● **SET EXERCISE**: Please quote every line word for word.

● **GIVEN DATA**:
########################################
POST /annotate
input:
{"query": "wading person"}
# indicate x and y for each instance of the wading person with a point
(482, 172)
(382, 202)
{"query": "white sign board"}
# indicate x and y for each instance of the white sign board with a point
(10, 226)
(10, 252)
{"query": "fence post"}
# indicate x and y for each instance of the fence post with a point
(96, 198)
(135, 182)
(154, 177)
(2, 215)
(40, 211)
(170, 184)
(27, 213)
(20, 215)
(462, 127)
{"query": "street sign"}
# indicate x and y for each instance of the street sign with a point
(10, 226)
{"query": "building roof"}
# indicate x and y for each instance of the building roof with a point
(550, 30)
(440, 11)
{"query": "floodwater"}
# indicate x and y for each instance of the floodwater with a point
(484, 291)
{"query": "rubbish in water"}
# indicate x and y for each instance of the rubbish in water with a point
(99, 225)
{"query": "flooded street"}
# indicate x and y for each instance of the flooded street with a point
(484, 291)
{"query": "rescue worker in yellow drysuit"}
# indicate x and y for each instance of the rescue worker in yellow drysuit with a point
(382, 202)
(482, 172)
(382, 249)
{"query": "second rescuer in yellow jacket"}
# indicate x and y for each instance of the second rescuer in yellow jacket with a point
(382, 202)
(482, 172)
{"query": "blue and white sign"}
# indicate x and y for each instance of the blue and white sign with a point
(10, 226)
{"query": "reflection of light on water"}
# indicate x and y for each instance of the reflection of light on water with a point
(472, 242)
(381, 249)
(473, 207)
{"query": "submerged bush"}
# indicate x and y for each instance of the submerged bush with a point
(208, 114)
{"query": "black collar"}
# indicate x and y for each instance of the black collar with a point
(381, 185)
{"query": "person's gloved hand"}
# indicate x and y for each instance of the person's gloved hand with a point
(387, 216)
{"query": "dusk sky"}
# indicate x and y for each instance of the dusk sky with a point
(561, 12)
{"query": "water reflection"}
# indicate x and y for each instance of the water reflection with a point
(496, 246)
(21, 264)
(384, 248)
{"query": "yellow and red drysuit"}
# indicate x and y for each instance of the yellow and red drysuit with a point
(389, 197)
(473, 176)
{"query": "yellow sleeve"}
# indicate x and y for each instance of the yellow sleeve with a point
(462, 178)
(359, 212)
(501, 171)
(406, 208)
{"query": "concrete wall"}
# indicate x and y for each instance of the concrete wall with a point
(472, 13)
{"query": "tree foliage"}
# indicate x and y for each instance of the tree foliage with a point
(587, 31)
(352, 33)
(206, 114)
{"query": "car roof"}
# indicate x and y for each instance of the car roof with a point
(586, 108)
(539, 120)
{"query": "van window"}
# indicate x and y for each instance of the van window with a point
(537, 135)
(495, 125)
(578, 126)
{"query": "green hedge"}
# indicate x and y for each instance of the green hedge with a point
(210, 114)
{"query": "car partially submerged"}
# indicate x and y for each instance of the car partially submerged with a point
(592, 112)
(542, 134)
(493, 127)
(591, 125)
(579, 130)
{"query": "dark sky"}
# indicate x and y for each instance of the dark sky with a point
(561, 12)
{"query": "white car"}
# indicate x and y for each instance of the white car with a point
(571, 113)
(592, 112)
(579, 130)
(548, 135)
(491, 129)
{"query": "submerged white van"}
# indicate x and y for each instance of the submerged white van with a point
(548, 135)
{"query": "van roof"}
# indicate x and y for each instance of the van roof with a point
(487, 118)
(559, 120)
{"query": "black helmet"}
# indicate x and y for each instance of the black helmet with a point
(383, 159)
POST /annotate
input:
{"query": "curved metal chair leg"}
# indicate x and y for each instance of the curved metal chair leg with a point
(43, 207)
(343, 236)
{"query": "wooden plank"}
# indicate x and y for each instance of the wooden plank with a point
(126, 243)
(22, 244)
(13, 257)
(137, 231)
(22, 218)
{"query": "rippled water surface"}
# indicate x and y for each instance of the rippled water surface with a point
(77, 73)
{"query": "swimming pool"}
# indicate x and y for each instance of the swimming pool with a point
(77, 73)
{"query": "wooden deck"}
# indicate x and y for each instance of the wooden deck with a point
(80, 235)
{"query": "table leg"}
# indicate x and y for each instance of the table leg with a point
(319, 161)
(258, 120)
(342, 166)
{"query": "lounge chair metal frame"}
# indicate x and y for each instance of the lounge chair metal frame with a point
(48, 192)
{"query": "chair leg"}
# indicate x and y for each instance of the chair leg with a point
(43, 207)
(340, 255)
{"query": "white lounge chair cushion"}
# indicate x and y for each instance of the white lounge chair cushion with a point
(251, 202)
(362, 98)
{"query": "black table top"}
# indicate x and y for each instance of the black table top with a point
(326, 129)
########################################
● **RESULT OF THIS TASK**:
POST /annotate
input:
{"query": "wading person"}
# indicate x and y for each instance of the wading person with a point
(482, 172)
(382, 202)
{"query": "white sign board"}
# indicate x and y for each instance of the white sign board with a point
(10, 226)
(10, 252)
{"query": "fence post"}
# indicate x and y for each instance of the fence post with a point
(96, 198)
(135, 182)
(154, 177)
(2, 215)
(40, 211)
(170, 184)
(27, 213)
(20, 215)
(462, 127)
{"query": "street sign"}
# indicate x and y for each instance of the street sign with a point
(10, 226)
{"query": "building roof"}
# indicate x and y for each instance of the building roof with a point
(550, 30)
(440, 11)
{"query": "floodwater"}
# indicate x and y for each instance of the floodwater with a point
(484, 291)
{"query": "rubbish in water"}
# indicate x and y for each instance of the rubbish in water with a point
(99, 225)
{"query": "flooded street"}
# indicate x and y for each instance of the flooded street with a point
(484, 291)
{"query": "rescue worker in yellow drysuit"}
# indicate x and y for each instance of the rescue worker in yellow drysuit with a point
(382, 202)
(482, 172)
(382, 249)
{"query": "second rescuer in yellow jacket"}
# indicate x and y for each instance of the second rescuer in yellow jacket with a point
(382, 202)
(482, 172)
{"query": "blue and white sign"}
# indicate x and y for each instance of the blue and white sign with a point
(10, 226)
{"query": "reflection of light on water"}
# indicate x and y for each instance of the reflection of light on water with a point
(472, 242)
(381, 249)
(473, 207)
{"query": "submerged bush"}
# indicate x and y for each instance of the submerged bush with a point
(208, 114)
{"query": "black collar"}
# indicate x and y for each instance of the black collar with a point
(381, 185)
{"query": "person's gloved hand"}
# indicate x and y for each instance of the person's gloved hand with a point
(387, 216)
{"query": "dusk sky"}
# indicate x and y for each instance of the dusk sky with a point
(561, 12)
{"query": "water reflection"}
# indicate x and y for each instance of the water reflection with a point
(496, 246)
(21, 264)
(384, 248)
{"query": "yellow and red drysuit"}
# indicate x and y for each instance of the yellow and red drysuit with a point
(389, 197)
(473, 176)
{"query": "yellow sleeve"}
# indicate x and y for each instance of the yellow sleeve with a point
(462, 178)
(359, 212)
(501, 171)
(406, 208)
{"query": "concrete wall"}
# indicate x and y for each instance of the concrete wall with a point
(472, 13)
{"query": "tree foliage"}
# indicate x and y for each instance of the tree foliage with a point
(587, 31)
(352, 33)
(206, 114)
{"query": "car roof"}
# indicate x and y for each instance of the car roof with a point
(586, 108)
(539, 120)
{"query": "van window"}
# indicate x and y for each instance of the van window with a point
(537, 135)
(495, 125)
(578, 126)
{"query": "green hedge"}
# indicate x and y for each instance of the green hedge with a point
(210, 114)
{"query": "car partially submerged"}
# indicate x and y for each instance of the car partially submerged with a point
(592, 112)
(542, 134)
(493, 127)
(591, 125)
(579, 130)
{"query": "dark sky"}
# indicate x and y for each instance of the dark sky with a point
(561, 12)
{"query": "white car"}
# indicate x and y for each instance of the white car with a point
(571, 113)
(592, 112)
(579, 130)
(548, 135)
(491, 129)
{"query": "submerged white van"}
# indicate x and y for each instance of the submerged white van with a point
(548, 135)
{"query": "van roof"}
# indicate x and y for each instance of the van roof with a point
(487, 118)
(559, 120)
{"query": "black helmet"}
# indicate x and y for each instance of the black helmet with a point
(383, 159)
POST /annotate
input:
{"query": "curved metal chair leg"}
# indicate x and y for each instance of the curved metal chair leg with a point
(43, 207)
(343, 236)
{"query": "wooden plank"}
# indicate x and y for each instance of the wooden plank with a point
(126, 243)
(22, 244)
(13, 257)
(137, 231)
(22, 218)
{"query": "rippled water surface"}
# indicate x and y for each instance of the rippled water surface with a point
(77, 73)
{"query": "swimming pool"}
# indicate x and y for each instance of the swimming pool with a point
(77, 73)
{"query": "wooden deck"}
# indicate x and y for each instance of the wooden deck with a point
(80, 235)
{"query": "table leg"}
# indicate x and y for each instance of the table leg with a point
(319, 161)
(258, 120)
(342, 166)
{"query": "lounge chair metal frame"}
# indicate x and y for each instance of the lounge chair metal frame with a point
(48, 192)
{"query": "chair leg"}
# indicate x and y for each instance of the chair leg with a point
(43, 207)
(340, 255)
{"query": "white lounge chair cushion"}
# indicate x and y for each instance of the white lounge chair cushion with a point
(251, 202)
(362, 98)
{"query": "black table top"}
# indicate x and y for each instance of the black table top with a point
(326, 129)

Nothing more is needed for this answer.